==== PASSAGE
This is smaller than for admissions in law school, though still practically meaningful and statistically significant, but this actually understate the racial preference in favor of blacks in hiring at large law firms, where the median wage is much higher than in smaller firms. First, this regression is based on data from a survey that people take a few years after they graduated, but as the author of this paper points out, the rate of attrition at law firms is much higher for blacks than for whites. This presumably means that the coefficient in the figure I reproduced above underestimate the preference of large law firms for blacks, especially since the associates who leave in the first 2-3 years are presumably more likely to have a low GPA and not to come from an elite law school. Indeed, when the author performs the same regression on a dataset based on a survey taken immediately after graduation, he finds a standardized coefficient of 0.18, i. e. nearly twice as large. Moreover, the analysis also shows that whether you graduated from an elite law school had a very large positive effect on your chances of working in a large law firm, but we have also seen that elite law schools had a huge preference for blacks in admissions. So, in the case of blacks, the preference for applicants from elite law schools on the part of large firms is to a large extent de facto a preference for blacks. So the preference for blacks on the part of large law firm is still significantly larger than the bias found by the study about local government officials. However, according to this paper, it seems to be limited to large law firms. Race does not seem to be a factor in hiring for smaller law firms.

Note that, unlike many American liberals, black associates in large law firms seem to be well aware of the existence of such racial preferences, as the results of a survey which can be found in the same paper show.It is true that, unlike the effect found in the study about discrimination by public officials, the effect of race in hiring at large law firms is probably large enough to be detected easily.
========
==== DATASET ENTRIES
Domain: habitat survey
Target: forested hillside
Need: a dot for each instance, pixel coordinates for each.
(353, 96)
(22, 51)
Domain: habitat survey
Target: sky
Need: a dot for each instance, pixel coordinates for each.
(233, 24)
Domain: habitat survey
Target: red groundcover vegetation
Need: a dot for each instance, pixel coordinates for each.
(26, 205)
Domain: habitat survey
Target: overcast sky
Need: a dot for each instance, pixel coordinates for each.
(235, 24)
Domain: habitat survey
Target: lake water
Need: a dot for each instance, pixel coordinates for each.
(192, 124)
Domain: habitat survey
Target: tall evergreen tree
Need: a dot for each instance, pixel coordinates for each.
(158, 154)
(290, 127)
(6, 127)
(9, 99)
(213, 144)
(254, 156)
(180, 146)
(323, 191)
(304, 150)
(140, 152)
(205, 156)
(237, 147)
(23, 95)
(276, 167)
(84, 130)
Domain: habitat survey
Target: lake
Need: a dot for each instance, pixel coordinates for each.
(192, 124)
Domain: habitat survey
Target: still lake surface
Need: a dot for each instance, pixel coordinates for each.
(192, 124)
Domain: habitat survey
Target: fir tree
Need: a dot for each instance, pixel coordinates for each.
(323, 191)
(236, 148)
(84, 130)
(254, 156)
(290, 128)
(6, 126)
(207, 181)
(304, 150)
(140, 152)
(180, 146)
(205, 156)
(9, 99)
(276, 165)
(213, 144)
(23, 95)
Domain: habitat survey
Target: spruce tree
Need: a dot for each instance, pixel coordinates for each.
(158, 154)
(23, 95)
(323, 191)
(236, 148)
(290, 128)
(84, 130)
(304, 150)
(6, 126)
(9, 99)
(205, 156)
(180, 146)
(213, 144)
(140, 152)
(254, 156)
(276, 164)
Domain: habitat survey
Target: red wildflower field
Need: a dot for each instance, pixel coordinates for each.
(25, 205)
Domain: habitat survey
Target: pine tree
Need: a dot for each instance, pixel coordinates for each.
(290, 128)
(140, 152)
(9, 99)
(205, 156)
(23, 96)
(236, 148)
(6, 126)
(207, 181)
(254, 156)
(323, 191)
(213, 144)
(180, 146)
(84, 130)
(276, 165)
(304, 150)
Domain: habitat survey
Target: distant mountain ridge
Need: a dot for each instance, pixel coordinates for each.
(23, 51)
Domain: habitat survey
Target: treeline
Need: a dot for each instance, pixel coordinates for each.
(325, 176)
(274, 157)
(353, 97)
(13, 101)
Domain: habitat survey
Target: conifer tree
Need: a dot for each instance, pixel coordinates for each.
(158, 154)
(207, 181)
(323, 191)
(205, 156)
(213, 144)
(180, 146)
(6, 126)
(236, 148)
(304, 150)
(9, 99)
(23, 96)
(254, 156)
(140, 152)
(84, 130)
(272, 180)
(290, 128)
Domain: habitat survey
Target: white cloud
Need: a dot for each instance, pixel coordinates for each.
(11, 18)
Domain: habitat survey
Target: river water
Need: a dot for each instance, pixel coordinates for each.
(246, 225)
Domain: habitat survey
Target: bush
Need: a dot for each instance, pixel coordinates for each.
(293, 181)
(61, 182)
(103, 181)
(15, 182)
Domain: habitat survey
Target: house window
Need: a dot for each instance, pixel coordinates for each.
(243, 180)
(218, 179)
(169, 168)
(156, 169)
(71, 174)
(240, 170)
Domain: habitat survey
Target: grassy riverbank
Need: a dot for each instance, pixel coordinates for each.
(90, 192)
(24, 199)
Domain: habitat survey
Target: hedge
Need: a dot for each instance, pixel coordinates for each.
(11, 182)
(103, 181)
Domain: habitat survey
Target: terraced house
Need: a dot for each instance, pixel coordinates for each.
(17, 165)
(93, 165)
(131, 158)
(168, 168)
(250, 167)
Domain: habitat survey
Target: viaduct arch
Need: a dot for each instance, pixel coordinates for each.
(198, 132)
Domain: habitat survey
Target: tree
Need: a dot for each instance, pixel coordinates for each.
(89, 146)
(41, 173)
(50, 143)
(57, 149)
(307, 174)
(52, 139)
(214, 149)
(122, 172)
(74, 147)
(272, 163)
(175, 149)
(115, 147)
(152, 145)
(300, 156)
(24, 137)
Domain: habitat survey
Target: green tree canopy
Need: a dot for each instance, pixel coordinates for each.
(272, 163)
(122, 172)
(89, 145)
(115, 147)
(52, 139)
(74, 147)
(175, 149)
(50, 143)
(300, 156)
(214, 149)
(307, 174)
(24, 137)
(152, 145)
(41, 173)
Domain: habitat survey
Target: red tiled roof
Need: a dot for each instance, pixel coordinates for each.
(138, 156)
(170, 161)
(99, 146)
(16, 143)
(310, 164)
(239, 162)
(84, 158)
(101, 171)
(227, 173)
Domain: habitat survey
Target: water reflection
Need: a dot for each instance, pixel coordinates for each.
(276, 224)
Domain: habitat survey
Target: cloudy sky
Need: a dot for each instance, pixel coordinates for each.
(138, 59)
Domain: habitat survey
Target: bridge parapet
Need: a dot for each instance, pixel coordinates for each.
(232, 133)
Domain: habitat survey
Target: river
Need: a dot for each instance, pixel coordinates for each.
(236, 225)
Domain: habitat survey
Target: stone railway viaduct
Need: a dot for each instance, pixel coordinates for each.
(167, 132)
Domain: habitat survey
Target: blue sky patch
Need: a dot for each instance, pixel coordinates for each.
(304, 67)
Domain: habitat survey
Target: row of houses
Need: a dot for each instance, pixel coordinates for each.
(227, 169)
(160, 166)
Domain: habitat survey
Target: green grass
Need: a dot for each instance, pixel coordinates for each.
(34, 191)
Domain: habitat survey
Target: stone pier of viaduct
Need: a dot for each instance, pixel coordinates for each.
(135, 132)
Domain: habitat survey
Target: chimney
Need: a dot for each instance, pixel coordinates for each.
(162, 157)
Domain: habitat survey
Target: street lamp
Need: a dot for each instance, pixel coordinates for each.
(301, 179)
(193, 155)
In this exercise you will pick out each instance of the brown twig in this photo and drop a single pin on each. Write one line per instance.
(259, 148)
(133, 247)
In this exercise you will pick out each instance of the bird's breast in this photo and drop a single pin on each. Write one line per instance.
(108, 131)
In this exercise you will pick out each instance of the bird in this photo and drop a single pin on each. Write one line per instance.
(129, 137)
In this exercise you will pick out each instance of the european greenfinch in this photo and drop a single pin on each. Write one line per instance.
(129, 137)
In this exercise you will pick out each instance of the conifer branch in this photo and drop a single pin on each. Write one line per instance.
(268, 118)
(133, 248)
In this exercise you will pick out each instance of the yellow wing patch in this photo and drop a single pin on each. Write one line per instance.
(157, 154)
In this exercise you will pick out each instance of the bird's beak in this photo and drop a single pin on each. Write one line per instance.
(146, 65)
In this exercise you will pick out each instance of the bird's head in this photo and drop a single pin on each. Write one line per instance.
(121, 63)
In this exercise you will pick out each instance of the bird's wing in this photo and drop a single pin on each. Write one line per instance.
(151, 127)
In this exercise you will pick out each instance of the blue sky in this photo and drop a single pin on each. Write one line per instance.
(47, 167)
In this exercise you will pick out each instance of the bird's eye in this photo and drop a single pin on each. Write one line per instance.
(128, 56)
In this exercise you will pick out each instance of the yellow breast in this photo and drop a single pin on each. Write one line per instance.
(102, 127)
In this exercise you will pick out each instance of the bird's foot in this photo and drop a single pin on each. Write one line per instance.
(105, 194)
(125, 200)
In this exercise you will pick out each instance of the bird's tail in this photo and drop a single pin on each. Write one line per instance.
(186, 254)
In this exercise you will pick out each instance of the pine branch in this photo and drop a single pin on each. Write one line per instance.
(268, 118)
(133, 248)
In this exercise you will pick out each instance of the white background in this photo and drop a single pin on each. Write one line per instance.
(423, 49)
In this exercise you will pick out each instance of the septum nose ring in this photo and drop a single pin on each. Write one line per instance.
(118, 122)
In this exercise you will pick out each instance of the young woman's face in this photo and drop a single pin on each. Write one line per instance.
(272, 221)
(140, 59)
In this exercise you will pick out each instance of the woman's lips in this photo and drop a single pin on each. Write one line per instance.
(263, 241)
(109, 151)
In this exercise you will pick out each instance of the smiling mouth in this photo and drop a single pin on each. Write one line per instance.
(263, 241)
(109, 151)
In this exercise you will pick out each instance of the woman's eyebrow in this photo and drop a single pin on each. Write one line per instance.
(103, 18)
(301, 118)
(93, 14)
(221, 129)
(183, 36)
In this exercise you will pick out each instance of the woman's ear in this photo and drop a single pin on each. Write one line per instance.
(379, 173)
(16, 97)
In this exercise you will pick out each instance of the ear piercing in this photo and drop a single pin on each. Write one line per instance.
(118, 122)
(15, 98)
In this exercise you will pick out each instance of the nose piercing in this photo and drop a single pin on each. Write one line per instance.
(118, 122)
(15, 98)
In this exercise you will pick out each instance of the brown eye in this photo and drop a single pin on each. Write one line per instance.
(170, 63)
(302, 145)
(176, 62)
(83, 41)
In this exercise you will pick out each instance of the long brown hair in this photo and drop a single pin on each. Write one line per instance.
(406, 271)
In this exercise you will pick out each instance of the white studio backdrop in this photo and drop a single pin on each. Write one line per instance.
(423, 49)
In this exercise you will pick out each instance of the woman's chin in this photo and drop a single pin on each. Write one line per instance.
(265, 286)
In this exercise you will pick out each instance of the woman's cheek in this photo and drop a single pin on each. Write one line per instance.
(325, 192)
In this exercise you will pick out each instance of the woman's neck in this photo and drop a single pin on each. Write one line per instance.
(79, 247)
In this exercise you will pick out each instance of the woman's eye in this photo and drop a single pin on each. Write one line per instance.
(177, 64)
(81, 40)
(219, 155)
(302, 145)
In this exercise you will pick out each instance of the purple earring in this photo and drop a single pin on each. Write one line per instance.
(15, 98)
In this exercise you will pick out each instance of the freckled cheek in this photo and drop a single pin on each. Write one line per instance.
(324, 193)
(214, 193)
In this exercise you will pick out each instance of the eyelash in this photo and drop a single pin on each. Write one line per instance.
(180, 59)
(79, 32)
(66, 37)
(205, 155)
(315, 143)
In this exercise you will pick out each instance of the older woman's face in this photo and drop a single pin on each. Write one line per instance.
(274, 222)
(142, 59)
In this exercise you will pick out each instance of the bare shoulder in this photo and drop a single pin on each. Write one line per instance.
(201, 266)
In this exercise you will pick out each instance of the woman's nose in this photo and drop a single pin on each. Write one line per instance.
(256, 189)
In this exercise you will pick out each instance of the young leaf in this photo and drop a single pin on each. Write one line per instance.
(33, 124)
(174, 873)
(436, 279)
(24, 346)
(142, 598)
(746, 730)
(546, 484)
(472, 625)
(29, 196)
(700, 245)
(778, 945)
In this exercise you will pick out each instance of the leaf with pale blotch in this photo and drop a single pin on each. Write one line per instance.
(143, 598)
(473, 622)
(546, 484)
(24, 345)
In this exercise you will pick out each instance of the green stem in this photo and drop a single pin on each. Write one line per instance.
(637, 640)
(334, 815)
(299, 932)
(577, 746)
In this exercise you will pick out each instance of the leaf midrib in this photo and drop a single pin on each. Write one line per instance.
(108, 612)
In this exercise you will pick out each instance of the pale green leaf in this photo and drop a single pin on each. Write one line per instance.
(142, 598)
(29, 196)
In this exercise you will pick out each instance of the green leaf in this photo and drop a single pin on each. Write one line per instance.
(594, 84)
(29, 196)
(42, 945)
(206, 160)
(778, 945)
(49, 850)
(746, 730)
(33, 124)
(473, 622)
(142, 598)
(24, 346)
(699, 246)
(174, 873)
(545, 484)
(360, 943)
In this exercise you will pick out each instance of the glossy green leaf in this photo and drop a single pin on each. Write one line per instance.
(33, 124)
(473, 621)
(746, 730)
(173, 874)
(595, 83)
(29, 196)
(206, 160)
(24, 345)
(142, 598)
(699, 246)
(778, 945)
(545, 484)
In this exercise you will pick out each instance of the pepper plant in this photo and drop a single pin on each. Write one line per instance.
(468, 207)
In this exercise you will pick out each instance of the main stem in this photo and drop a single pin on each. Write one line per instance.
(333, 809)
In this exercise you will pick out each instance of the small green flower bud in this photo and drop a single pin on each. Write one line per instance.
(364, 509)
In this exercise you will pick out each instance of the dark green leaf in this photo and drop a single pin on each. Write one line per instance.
========
PROMPT 1:
Update the passage on law firm hiring by restating the stretch from "Note that, unlike" through "be detected easily.", with "public officials" changed to "government officials".
PROMPT 2:
Does each statement agree with the passage on law firm hiring? Answer yes or no for each and quote the deciding words. (a) Race seems to be a factor in hiring at smaller law firms. (b) The regression on the survey taken immediately after graduation produced a standardized coefficient of 0.18. (c) The rate of attrition at law firms is higher for whites than for blacks.
PROMPT 3:
According to the passage on law firm hiring, what effect did graduating from an elite law school have on a person's chances of working in a large law firm?

COMPLETE ANSWER 1:
Note that, unlike many American liberals, black associates in large law firms seem to be well aware of the existence of such racial preferences, as the results of a survey which can be found in the same paper show.It is true that, unlike the effect found in the study about discrimination by government officials, the effect of race in hiring at large law firms is probably large enough to be detected easily.

COMPLETE ANSWER 2:
(a) No: "Race does not seem to be a factor in hiring for smaller law firms."
(b) Yes: "he finds a standardized coefficient of 0.18"
(c) No: "the rate of attrition at law firms is much higher for blacks than for whites"

COMPLETE ANSWER 3:
It had a very large positive effect.